Problem statement: Pull out every line in the listing below that contains the word "dark", and copy each one without changes.
-------- Data in this exercise --------
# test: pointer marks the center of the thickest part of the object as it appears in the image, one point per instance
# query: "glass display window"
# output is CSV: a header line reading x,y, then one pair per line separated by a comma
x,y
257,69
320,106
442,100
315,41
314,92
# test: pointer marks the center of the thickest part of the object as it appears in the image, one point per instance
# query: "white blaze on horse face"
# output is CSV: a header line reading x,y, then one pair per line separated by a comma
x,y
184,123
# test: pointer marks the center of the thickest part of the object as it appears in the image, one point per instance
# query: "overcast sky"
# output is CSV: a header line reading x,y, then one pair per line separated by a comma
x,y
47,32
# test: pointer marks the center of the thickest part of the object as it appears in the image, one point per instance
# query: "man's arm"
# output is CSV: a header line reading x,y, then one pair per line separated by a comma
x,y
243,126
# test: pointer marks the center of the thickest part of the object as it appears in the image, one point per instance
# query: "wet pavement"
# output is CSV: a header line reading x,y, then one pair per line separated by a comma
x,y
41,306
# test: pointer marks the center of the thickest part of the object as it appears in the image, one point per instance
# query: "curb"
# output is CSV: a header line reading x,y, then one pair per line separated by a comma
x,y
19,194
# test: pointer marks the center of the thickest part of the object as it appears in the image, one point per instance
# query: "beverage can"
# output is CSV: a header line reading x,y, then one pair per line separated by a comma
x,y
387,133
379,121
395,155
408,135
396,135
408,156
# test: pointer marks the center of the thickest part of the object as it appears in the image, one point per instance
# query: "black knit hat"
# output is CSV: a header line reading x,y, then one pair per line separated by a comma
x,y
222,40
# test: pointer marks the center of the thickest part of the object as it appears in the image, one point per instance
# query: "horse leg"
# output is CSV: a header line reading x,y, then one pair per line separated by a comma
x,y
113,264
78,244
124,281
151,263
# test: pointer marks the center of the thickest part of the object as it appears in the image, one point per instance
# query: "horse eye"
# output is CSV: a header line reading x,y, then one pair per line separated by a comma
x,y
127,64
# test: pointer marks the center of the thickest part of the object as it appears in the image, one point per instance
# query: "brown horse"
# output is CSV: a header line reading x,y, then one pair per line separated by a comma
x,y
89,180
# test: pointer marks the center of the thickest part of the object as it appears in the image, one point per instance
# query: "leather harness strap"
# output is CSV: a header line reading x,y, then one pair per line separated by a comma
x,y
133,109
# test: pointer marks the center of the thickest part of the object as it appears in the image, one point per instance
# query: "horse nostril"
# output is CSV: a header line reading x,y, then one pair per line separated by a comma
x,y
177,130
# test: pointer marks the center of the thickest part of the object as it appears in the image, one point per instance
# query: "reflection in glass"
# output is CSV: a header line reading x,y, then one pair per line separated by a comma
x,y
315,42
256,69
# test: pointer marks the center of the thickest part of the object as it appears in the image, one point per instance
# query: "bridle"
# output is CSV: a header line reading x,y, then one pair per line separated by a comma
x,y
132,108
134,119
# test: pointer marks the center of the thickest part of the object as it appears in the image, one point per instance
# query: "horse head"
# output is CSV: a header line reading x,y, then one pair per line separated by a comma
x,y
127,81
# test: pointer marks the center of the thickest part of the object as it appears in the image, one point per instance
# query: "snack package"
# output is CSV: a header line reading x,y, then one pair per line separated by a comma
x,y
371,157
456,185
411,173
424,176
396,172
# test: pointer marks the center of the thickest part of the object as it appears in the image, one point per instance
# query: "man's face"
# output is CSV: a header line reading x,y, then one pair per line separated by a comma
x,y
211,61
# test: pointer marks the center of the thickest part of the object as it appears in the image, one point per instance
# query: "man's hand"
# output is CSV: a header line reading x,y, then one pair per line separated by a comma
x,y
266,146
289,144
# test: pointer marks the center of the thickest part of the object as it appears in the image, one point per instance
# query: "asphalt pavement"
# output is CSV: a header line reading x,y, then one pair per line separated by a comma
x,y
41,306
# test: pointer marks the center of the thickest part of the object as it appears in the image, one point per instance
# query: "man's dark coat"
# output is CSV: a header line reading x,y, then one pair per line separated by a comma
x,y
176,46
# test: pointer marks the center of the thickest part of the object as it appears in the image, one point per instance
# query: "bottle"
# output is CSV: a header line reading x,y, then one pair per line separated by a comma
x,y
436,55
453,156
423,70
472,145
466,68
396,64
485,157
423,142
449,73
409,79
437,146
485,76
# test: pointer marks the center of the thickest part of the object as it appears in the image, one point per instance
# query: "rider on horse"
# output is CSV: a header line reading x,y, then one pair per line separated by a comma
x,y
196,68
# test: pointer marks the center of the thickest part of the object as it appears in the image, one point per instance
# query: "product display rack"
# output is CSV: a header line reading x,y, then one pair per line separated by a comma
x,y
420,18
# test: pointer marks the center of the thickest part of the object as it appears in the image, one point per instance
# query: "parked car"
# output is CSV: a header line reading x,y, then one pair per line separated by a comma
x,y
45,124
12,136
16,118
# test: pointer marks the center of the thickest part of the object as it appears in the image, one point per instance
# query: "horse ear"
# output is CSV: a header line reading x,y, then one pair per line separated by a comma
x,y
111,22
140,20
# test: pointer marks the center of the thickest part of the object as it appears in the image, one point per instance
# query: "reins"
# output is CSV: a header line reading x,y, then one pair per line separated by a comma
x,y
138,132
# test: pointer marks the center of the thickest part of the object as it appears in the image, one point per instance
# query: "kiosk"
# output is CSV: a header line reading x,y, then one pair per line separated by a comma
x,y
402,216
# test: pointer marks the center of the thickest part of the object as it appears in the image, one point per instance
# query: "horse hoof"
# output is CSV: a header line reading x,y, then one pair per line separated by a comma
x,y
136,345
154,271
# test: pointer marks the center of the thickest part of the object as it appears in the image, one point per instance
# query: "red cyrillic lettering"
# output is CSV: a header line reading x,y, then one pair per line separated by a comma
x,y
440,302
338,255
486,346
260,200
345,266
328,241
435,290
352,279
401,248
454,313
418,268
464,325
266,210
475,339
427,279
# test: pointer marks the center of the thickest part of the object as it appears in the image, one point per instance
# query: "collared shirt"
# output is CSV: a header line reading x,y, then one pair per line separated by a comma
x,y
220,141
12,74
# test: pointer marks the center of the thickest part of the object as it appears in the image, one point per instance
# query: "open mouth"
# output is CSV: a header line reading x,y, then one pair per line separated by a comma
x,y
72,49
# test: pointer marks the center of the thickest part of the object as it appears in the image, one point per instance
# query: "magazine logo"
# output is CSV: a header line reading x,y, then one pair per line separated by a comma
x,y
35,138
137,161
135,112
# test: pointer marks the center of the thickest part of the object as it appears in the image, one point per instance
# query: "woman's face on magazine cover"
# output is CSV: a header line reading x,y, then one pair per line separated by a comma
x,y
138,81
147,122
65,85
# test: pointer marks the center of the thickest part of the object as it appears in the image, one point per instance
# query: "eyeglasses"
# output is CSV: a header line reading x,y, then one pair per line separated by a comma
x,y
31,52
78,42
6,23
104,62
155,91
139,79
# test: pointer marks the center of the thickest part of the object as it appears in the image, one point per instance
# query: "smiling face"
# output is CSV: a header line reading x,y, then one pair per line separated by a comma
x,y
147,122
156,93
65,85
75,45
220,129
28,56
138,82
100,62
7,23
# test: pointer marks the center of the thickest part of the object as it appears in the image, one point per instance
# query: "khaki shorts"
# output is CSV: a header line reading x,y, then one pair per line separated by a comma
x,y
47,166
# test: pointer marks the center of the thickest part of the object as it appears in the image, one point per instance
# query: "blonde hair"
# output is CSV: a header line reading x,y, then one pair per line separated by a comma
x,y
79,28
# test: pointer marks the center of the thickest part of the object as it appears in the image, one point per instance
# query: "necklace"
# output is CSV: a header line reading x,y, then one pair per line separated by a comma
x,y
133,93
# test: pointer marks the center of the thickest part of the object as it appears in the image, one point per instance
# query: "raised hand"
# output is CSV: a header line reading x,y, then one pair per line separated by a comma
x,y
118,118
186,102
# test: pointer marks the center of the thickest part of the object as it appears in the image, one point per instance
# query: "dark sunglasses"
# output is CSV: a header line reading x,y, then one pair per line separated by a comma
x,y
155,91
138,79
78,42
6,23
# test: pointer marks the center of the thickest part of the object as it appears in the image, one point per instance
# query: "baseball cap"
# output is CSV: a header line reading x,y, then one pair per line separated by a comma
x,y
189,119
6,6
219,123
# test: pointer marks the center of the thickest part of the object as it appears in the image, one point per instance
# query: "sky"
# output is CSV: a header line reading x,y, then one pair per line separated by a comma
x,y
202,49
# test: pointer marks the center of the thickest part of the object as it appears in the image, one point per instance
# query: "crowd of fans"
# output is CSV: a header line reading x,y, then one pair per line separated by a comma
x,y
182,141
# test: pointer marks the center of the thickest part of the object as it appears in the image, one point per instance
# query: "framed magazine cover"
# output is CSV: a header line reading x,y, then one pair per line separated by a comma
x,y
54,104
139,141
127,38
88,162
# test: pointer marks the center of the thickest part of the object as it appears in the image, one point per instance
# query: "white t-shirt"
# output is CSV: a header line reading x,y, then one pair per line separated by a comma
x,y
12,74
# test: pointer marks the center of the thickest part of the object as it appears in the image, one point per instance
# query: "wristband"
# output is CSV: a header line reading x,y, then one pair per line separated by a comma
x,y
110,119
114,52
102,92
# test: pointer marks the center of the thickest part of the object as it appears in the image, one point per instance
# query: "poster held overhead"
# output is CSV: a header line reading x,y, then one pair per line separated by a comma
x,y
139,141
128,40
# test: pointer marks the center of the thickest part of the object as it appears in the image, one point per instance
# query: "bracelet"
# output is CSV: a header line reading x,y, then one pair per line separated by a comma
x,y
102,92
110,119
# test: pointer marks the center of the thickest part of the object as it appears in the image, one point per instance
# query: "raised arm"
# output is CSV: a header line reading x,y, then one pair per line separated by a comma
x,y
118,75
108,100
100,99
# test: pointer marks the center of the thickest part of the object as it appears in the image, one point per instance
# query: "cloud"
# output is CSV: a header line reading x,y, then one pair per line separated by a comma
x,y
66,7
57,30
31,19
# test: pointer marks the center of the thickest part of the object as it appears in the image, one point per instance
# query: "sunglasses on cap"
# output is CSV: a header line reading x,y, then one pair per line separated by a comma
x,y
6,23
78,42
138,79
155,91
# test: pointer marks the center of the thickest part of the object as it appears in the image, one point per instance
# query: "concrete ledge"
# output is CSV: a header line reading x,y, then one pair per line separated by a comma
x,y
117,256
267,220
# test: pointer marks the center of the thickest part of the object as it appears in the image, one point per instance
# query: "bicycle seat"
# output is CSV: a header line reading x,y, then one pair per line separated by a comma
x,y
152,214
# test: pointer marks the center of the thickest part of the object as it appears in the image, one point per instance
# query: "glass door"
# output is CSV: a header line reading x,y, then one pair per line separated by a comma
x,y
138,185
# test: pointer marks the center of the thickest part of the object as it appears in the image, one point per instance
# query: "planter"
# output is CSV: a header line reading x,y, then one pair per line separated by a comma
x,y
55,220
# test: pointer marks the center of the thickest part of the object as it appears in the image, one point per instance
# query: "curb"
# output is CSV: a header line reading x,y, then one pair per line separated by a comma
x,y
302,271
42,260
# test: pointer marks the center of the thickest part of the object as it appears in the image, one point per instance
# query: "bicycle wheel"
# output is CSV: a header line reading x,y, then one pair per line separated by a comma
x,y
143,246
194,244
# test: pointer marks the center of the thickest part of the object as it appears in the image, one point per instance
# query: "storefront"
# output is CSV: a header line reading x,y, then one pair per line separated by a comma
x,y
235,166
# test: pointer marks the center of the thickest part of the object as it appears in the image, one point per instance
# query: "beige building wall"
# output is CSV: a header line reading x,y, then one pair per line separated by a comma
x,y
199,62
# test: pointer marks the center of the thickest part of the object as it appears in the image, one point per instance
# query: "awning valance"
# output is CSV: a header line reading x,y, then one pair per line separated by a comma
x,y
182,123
--------
Solution:
# query: "man's dark coat"
# query: "dark sunglasses"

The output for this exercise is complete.